- Task A -
In the SQLIO tips article, what block size is suggested for testing SQL Server 6.5?
- Task B -
Continue the SQLIO tips article from the point where it stops.

- Document -
━━━━━━━━━━━━━━━━━━━━━━━━━━━━━━

SQLIO Tips and Tricks for LOB Disk Performance Testing
At the request of one of our blog readers, I wanted to share several tips, tricks, and other basic considerations useful to our technology community (for my earlier post on using SQLIO to baseline performance, see https://blogs.technet.com/b/lobapps/archive/2010/09/03/using-microsoft-sqlio-to-baseline-lob-application-disk-performance.aspx). I’ve grouped these into Use Cases and Runtime Practices.
SQLIO Use Cases
You might wonder if SQLIO is only supported on systems running Microsoft’s Operating Systems or SQL Server databases. In short:
- SQLIO does indeed require a Windows-based host from which to execute. An inexpensive client device is fine in this regard, though. That is, any appropriately configured desktop, laptop, or server that is connected to the set of disks you’re testing is all that’s required. The client device simply needs to “see” the various LUNs configured on the disk subsystem, i.e. mapped drives.
- Thus, SQLIO can be used to baseline a disk subsystem that will ultimately be deployed in a Unix, Linux, or Windows environment.
- Of course, you can’t expose the drive in such a way unless it’s formatted for NTFS…begging the question “why use SQLIO to test this disk subsystem?” when you’re faced with re-presenting and re-formatting LUNs just for testing. In that case, there are other tools you might consider. But once you’re comfortable using SQLIO – a fast, predictable, and very easy method of baselining disk performance – you might find the couple of extra steps not only worth your time but also a way to give you some extra peace of mind.
I also like using SQLIO to not only test but compare disk subsystems to one another. These disk subsystems could eventually host Windows-based Oracle or DB2 databases as well as SQL Server.
· SQLIO can be configured to “emulate” (I’m using this term really loosely) any RDBMS at a low level in that SQLIO can be easily configured to read or write in various block sizes. SQL Server 6.5, anyone? Configure SQLIO to test 2kb blocks. Basic SQL and Oracle testing? Go with 8kb blocks. Want to simulate big-block performance (for backup/restore activities, for example)? Configure for 64kb, 256kb, 1MB, you get the picture….

━━━━━━━━━━━━━━━━━━━━━━━━━━━━━━

- Records -

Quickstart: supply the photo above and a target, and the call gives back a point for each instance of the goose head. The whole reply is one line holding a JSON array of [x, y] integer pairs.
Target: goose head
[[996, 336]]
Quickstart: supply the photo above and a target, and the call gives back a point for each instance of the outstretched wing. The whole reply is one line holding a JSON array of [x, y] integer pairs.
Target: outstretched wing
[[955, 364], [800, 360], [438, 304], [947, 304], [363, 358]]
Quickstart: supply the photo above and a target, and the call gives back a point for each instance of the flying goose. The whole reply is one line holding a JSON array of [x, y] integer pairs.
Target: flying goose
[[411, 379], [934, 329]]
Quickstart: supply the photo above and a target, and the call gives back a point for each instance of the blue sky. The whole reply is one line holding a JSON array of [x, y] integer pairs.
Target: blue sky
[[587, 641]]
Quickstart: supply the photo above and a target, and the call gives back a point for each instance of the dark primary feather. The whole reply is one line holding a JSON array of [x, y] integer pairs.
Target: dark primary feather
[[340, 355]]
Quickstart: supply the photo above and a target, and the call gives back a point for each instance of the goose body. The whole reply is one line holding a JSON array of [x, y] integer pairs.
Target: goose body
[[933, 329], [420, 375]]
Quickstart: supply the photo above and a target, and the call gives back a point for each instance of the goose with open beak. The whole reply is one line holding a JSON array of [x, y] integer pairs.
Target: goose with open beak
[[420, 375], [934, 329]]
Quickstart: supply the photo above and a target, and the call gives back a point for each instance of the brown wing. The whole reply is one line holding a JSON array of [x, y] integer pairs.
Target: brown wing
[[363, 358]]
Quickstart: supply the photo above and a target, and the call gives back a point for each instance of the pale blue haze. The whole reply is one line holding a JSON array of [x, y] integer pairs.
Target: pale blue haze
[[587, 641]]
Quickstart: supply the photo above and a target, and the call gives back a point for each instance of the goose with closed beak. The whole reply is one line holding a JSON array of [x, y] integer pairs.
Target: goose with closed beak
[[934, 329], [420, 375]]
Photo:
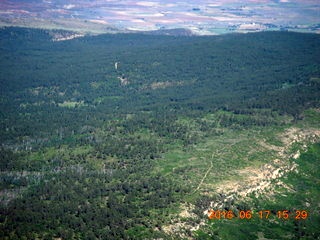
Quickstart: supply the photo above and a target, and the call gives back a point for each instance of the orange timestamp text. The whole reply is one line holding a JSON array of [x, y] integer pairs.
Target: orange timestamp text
[[262, 214]]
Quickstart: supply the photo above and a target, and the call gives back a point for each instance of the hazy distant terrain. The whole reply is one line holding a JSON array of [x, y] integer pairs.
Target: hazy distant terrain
[[202, 17], [137, 136]]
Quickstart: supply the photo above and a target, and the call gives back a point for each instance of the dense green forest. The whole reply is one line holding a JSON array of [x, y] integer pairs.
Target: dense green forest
[[111, 136]]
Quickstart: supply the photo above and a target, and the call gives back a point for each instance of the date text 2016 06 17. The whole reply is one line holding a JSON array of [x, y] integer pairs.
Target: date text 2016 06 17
[[262, 214]]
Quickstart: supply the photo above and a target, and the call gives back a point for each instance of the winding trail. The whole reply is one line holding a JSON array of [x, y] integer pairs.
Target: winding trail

━━━━━━━━━━━━━━━━━━━━━━━━━━━━━━

- Written answer A -
2kb blocks.

- Written answer B -
· The idea is to quantify what the disks are capable of pushing or supporting at max, knowing that your Oracle, DB2, or SQL databases won’t achieve this number (due to overhead and a whole slew of other factors).
· Knowing these maximum numbers will give you the ability to compare disk subsystem changes in an apples-to-apples kind of way. Got a disk controller firmware upgrade coming up? Validate the impact the FW change has (before upgrade vs after upgrade) to get a sense of whether your SQL or Oracle database performance might be impacted.
· Want to compare your how disks hosted on Microsoft Azure or Amazon EC2 (S3, that is) compare to your current SAN configuration? Run SQLIO against them (keeping in mind that you ALSO really need to do other cloud performance and throughput testing out of the scope of this blog posting…).
· Also - and this is hugely important - tests using tools like SQLIO are naturally akin to "smoke testing" tools rather than tools useful for testing online/interactive user performance. Sure, you can change queue depth related to threads (explained in my previous SQLIO post), but this may or may not emulate users well. So when you're looking at your SQLIO test results, think about how those results might reflect hard-running SAP batch processes rather than online SAP users.....
I also find SQLIO useful to compare different database designs against one another. Many of my older SAP-on-SQL customers have deployed R/3 or ECC across 3 LUNs or datafiles (the SAP/SQL installation default), for example, while others have chosen 4, 6, 8, 12, 16, and other numbers. While SQLIO can easily be setup to execute against a single data file (to make for really easy testing), such an approach does not reflect real-world LUN configurations. Thus, SQLIO’s ability to execute tests against multiple data files makes for not only a better baseline test, but a great way to compare the maximum throughput of different configurations.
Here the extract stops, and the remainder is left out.